__Your instructions__: Take down each entry exactly as written.

__Entries shown__:
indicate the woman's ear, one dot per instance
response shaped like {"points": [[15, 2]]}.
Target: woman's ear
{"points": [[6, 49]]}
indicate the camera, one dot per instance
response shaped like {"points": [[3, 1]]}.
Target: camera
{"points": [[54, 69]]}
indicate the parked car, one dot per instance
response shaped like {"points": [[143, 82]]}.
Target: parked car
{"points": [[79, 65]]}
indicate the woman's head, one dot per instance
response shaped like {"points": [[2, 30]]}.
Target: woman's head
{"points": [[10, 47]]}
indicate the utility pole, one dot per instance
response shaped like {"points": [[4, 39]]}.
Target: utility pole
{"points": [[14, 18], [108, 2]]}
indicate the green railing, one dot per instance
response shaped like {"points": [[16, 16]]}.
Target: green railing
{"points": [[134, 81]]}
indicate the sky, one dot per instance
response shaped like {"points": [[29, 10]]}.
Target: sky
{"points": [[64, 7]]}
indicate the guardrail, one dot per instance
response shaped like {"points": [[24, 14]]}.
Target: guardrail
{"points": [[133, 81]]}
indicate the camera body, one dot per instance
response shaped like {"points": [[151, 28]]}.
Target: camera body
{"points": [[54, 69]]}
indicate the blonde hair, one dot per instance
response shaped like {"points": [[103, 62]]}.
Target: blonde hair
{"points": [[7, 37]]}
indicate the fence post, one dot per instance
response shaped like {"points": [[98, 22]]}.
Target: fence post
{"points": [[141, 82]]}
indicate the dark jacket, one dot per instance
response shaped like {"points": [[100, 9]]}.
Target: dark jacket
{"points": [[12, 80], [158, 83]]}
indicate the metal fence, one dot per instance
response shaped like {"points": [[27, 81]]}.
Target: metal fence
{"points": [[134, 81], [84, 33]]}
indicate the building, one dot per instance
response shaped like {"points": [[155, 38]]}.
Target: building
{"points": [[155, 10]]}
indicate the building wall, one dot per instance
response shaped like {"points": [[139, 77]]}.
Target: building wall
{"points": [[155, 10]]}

__Answer for the task__:
indicate the woman's ear, one dot per instance
response shaped like {"points": [[15, 2]]}.
Target: woman's ear
{"points": [[6, 49]]}
indicate the camera, one dot per instance
response shaped like {"points": [[3, 1]]}.
Target: camera
{"points": [[54, 69]]}
indicate the parked car, one dot per instance
response shaped like {"points": [[143, 82]]}.
Target: parked car
{"points": [[79, 65]]}
indicate the woman's head, one dot per instance
response shaped like {"points": [[2, 30]]}.
Target: woman's head
{"points": [[10, 47]]}
indicate the utility pole, one dot per instance
response shaped like {"points": [[4, 39]]}.
Target: utility pole
{"points": [[14, 18], [108, 2]]}
indicate the green railing, one dot per instance
response shaped like {"points": [[16, 16]]}.
Target: green railing
{"points": [[134, 81]]}
indicate the sky, one dot per instance
response shaped like {"points": [[29, 10]]}.
Target: sky
{"points": [[64, 7]]}
indicate the guardrail, one dot per instance
response shaped like {"points": [[24, 14]]}.
Target: guardrail
{"points": [[133, 81]]}
indicate the camera body, one dot per instance
response shaped like {"points": [[151, 28]]}.
Target: camera body
{"points": [[54, 69]]}
indicate the blonde hair, one dot per instance
response shaped like {"points": [[103, 62]]}.
Target: blonde hair
{"points": [[7, 37]]}
indicate the fence post, one dot per instance
response shaped like {"points": [[98, 22]]}.
Target: fence post
{"points": [[141, 82]]}
indicate the dark jacket, one dot per instance
response shaped like {"points": [[100, 9]]}.
Target: dark jacket
{"points": [[12, 80], [158, 83]]}
indicate the metal fence, one dot per instance
response shaped like {"points": [[27, 81]]}.
Target: metal fence
{"points": [[134, 81], [84, 33]]}
indicate the building, one dot per instance
response shaped like {"points": [[155, 38]]}.
Target: building
{"points": [[155, 10]]}
indicate the building wall, one dot per instance
response shaped like {"points": [[139, 77]]}.
Target: building wall
{"points": [[155, 10]]}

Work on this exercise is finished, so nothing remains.